What this task involves → Can you gather every line below that contains the string "post", treating uppercase and lowercase letters as distinct?

Records from a point-labeling set:
□ □ □ □
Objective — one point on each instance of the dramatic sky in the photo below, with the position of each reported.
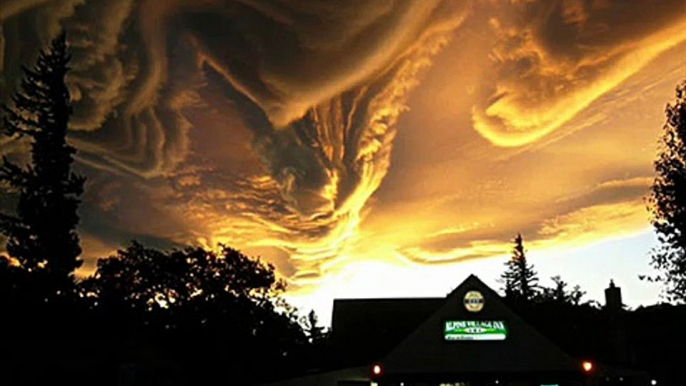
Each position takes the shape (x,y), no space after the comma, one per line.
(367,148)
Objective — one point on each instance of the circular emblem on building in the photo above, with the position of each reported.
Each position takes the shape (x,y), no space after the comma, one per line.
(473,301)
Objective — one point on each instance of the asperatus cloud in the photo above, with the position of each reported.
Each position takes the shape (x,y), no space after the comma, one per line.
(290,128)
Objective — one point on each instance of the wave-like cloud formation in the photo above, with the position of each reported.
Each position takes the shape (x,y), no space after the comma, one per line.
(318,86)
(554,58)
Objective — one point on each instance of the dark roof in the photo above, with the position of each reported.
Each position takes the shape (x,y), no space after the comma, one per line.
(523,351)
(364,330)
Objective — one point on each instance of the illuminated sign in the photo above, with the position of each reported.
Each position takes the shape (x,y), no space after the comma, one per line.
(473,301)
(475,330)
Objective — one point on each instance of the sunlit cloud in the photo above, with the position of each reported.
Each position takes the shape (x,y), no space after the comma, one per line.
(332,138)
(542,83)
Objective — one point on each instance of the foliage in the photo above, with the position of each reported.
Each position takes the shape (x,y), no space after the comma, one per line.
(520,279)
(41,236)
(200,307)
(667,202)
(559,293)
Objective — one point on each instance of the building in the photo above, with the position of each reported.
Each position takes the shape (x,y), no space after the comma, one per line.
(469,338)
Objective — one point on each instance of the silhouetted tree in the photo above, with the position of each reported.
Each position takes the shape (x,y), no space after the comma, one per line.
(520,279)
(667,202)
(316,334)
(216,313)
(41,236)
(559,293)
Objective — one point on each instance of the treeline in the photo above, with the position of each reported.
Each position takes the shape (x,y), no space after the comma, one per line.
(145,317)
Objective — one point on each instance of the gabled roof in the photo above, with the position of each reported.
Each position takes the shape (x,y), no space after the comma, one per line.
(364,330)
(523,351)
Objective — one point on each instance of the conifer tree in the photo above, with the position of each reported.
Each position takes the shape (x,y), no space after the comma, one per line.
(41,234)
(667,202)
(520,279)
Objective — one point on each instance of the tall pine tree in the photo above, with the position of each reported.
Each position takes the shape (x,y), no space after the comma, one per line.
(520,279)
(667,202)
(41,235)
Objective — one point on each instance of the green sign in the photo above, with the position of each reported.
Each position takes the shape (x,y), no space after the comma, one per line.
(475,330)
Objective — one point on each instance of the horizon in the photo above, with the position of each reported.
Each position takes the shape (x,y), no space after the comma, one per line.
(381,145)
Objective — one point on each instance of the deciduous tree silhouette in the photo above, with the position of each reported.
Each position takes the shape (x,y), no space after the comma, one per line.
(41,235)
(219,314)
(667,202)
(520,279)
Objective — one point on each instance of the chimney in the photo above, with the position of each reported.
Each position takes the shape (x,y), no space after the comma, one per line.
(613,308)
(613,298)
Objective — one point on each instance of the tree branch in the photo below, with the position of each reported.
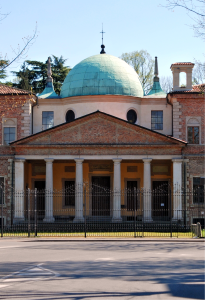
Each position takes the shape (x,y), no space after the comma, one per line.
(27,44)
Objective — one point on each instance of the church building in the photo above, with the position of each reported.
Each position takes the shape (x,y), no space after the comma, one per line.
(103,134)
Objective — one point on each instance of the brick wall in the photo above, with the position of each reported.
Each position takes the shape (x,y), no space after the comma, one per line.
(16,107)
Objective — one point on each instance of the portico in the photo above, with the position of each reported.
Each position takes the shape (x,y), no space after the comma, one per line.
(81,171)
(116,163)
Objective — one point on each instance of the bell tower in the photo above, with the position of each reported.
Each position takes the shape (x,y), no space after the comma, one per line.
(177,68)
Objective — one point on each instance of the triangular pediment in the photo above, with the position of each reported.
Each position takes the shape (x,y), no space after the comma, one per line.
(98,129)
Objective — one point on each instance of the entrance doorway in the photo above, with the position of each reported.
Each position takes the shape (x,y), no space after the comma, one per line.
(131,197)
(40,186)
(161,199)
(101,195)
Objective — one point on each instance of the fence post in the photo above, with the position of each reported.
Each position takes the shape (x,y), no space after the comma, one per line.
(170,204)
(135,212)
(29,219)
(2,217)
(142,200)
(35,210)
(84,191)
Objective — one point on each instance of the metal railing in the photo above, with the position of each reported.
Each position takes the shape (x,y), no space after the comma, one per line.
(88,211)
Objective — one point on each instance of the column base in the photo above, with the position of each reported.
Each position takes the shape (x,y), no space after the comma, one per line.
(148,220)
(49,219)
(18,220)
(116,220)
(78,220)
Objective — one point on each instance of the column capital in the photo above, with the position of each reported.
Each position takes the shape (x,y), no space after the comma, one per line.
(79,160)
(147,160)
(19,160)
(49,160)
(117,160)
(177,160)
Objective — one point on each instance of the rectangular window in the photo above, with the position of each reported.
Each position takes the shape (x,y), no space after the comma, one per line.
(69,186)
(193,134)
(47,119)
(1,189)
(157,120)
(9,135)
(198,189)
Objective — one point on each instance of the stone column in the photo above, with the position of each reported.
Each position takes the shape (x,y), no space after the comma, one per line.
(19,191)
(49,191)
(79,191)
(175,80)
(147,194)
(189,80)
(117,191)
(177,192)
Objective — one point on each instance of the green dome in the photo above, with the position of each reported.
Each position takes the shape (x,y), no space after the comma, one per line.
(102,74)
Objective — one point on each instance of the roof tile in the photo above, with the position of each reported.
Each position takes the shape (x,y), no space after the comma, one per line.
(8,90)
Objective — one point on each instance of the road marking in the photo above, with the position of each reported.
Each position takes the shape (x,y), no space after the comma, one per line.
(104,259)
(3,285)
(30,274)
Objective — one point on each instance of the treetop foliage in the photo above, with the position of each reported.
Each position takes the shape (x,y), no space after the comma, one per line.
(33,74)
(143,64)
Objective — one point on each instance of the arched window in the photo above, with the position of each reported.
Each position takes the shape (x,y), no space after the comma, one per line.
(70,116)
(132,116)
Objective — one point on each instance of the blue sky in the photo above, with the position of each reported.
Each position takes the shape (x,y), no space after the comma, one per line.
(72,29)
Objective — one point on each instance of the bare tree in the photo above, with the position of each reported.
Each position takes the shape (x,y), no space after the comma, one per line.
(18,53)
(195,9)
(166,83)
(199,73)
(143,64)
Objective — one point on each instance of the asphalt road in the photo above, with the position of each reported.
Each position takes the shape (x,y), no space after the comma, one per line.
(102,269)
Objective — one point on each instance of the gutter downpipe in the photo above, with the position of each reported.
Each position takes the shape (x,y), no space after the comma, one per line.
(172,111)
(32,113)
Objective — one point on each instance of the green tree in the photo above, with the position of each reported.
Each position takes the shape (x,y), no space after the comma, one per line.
□ □ □ □
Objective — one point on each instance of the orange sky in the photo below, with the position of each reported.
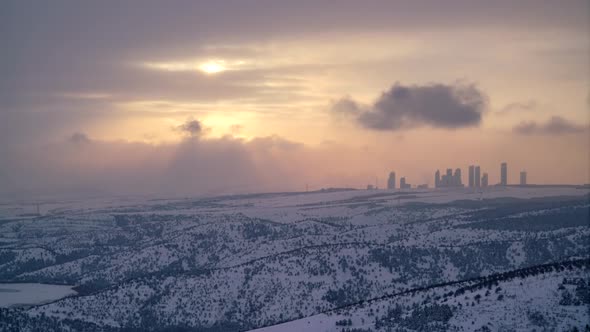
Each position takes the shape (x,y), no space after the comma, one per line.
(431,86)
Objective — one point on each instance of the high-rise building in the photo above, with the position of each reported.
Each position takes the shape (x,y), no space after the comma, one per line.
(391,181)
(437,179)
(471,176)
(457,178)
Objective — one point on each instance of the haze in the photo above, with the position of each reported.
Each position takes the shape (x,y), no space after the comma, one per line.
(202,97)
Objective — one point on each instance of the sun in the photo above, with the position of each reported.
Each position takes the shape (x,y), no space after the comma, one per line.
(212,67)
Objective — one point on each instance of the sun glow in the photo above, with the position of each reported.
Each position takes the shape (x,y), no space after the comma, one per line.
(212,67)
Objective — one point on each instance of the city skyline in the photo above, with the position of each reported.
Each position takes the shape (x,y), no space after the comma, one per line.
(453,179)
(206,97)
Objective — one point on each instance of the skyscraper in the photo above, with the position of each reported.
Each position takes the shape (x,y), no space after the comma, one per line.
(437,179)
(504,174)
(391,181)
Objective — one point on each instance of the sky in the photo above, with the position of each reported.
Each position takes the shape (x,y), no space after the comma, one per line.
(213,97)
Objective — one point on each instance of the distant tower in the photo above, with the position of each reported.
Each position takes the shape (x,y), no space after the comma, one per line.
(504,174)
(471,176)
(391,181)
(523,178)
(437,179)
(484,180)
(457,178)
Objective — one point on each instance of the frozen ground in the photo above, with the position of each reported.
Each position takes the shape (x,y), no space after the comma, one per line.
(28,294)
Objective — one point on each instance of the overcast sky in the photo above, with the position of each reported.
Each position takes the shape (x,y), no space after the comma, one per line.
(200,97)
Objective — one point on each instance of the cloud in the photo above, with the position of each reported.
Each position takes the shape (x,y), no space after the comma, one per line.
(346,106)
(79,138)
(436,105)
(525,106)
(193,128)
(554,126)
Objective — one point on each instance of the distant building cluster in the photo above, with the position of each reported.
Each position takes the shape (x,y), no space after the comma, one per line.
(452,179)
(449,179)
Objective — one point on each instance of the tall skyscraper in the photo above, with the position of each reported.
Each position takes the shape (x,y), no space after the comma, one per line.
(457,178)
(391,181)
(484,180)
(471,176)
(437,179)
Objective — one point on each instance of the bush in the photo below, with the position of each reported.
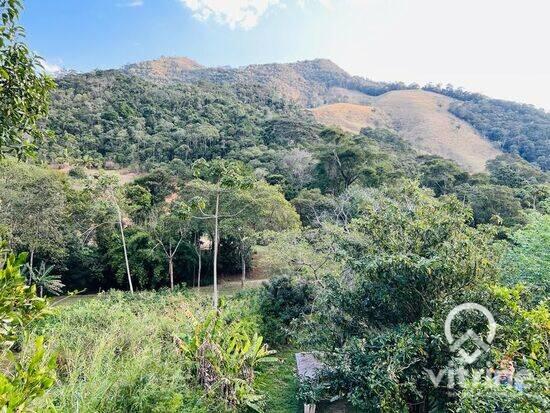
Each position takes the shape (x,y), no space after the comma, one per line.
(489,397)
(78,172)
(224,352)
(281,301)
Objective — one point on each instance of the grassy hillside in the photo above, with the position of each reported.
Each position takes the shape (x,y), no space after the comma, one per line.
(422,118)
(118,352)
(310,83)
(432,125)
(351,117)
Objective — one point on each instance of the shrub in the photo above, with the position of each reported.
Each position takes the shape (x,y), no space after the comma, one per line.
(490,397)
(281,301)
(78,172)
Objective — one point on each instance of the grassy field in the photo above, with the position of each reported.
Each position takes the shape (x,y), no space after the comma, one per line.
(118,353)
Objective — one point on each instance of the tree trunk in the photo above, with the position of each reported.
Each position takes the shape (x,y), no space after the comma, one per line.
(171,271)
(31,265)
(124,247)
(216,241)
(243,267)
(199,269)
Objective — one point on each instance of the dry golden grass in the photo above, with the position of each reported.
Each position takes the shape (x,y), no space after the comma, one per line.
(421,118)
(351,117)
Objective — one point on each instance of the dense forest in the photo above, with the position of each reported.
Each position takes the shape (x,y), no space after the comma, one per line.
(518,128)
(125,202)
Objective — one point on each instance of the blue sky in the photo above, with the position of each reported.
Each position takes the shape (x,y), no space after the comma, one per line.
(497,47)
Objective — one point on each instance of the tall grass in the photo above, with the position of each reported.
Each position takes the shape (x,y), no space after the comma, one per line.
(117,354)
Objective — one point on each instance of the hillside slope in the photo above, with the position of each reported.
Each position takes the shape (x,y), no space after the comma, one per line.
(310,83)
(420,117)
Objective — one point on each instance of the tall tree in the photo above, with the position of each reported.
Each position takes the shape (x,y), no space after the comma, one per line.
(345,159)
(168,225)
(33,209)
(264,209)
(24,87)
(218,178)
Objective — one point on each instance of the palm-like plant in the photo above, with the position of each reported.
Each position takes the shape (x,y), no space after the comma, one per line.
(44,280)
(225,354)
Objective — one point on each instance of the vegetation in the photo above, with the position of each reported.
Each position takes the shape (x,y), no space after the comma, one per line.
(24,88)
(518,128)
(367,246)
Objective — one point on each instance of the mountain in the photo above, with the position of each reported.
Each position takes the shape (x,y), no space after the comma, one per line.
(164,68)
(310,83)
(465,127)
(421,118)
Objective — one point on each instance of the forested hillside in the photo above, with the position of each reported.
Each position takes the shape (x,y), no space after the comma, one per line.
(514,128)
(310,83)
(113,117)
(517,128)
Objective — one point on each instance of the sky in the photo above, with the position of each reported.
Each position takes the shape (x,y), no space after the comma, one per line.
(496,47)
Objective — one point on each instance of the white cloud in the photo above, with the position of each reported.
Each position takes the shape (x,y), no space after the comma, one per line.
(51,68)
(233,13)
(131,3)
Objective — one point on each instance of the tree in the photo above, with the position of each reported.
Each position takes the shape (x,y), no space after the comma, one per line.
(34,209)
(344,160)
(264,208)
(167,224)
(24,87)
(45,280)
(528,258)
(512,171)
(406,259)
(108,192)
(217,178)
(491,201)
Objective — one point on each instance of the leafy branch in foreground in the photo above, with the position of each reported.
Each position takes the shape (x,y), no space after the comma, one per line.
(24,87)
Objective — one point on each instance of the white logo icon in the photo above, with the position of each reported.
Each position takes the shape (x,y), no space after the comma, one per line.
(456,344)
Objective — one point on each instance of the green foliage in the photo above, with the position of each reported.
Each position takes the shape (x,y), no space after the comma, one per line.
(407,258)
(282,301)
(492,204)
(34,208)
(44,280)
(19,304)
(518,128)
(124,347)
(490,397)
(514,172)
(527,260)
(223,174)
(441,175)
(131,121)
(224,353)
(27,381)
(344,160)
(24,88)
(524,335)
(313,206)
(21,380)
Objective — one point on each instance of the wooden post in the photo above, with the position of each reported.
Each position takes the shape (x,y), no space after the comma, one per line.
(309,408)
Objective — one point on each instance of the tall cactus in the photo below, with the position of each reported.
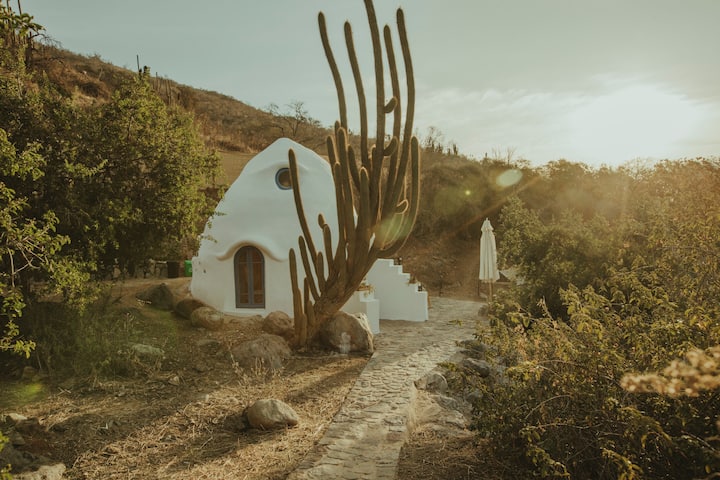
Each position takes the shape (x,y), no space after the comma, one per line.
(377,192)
□ □ □ □
Reply to the task →
Objective — one point on each instance of the fence post in the photo above, with the position of each reported.
Objective — one point on each instance of the wooden post in the photo above, with the position of each reported.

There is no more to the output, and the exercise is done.